> Provided passage
· · · ·
Tasting the uncertain: from engineering to priesthood

It was a woman religious who referred me to a Jesuit for the experience of spiritual direction. A time of discernment, an important adjustment in many aspects of my life.

Ronny Alessio, Jesuit

I opened the door little by little. The first time was when I was about 9 years old, listening to the testimony of a young seminarian in our parish. I liked Jesus’ style, especially the way he established authentic relationships of friendship. Then ups and downs, chasing what I liked, until my vice-parish priest invited me to a service camp, when I was an animator of Catholic Action in my village, Fellette di Romano D’Ezzellino, in the province of Vicenza.

In Barbiana – Mugello

I had just graduated from the Professional Institute, I was a turner and miller ready to enter the corporate world. There, in Barbiana, I began to read Don Lorenzo Milani’s letters. On those hills for the first time I thought and decided to pursue my studies in engineering to find tools to be helpful to me and to others.
· · · ·
> Data extracts
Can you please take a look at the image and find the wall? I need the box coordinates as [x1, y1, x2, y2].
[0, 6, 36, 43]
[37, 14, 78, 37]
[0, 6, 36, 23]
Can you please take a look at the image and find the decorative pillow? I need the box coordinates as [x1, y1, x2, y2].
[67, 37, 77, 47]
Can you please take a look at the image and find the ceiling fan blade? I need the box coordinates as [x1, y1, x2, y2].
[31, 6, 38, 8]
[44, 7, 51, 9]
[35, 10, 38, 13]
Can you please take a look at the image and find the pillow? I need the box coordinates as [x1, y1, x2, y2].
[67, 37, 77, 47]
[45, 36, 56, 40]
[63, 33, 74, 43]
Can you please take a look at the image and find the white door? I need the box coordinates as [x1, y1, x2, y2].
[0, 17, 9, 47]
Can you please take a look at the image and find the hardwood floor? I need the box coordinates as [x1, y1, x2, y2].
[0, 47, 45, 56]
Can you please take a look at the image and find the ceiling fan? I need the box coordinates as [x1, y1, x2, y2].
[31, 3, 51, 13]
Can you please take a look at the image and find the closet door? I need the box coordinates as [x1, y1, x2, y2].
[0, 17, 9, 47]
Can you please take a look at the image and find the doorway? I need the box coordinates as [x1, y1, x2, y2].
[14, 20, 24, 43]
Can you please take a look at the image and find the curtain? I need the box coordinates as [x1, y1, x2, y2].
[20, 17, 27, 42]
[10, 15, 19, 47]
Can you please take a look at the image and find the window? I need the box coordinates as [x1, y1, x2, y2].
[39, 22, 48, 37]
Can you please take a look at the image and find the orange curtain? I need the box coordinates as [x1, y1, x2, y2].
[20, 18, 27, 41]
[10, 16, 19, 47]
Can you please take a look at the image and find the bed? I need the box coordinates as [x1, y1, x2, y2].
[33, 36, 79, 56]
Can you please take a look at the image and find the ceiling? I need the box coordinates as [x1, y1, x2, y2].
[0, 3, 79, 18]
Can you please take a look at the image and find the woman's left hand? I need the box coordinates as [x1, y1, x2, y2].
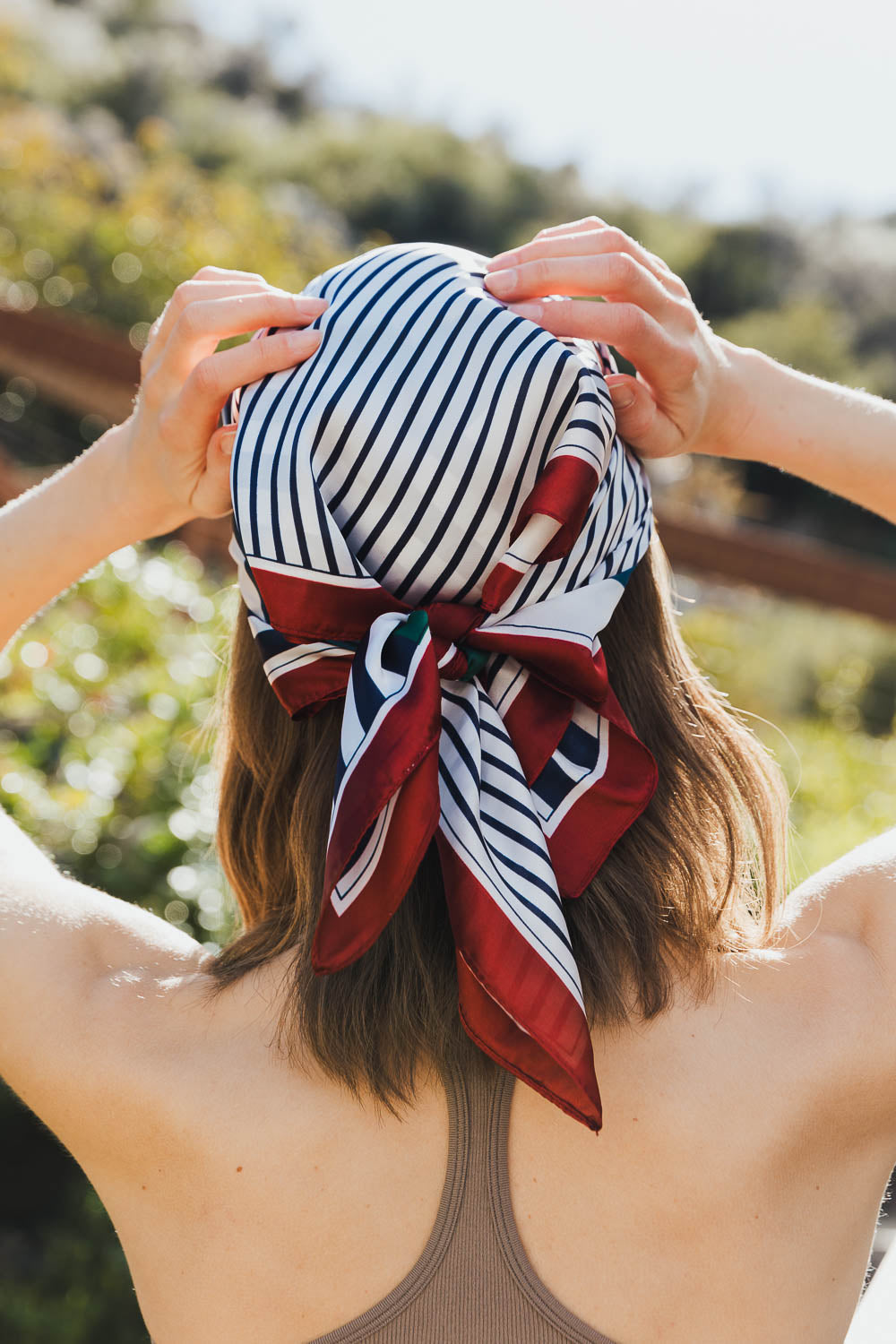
· · · ·
> Exercise details
Continue the first-person account of moving from engineering to the Jesuit priesthood, starting after its final sentence about the decision in Barbiana to study engineering.

> Task answer
Important stages

Three experiences helped me grow: my stay at the “Don Nicola Mazza” boarding school, where I expanded the boundaries of my world, meeting young people from Brazil, Georgia and Africa, engaged in different studies; a work for adolescent girls from difficult families. The Elizabethan sisters worked there, the same ones who ran the kindergarten I attended as a child, and to whom I owe a lot. It was there that the dream sketched out at the time of Barbiana began to take shape: to make the Gospel a reality in daily life. It was an Elizabethan sister who directed me to a Jesuit, Fr. Luigi Saggin, to experience spiritual direction. It was a time of discernment, an important adjustment in many aspects of my life.

Understanding one’s path

I wanted to understand if becoming a priest was my vocation. I left Padua to start working in Lonigo continuing my spiritual direction with Fr. Franz Tata. I met people capable of true and unconditional friendship. One day when I went to the Youth Center in Padua for the umpteenth time, I found a photocopy of a letter from Fr. Arrupe in front of the Center’s chapel. Fr. General was harshly questioning the Society, its way of proceeding, words that gave me deep consolation.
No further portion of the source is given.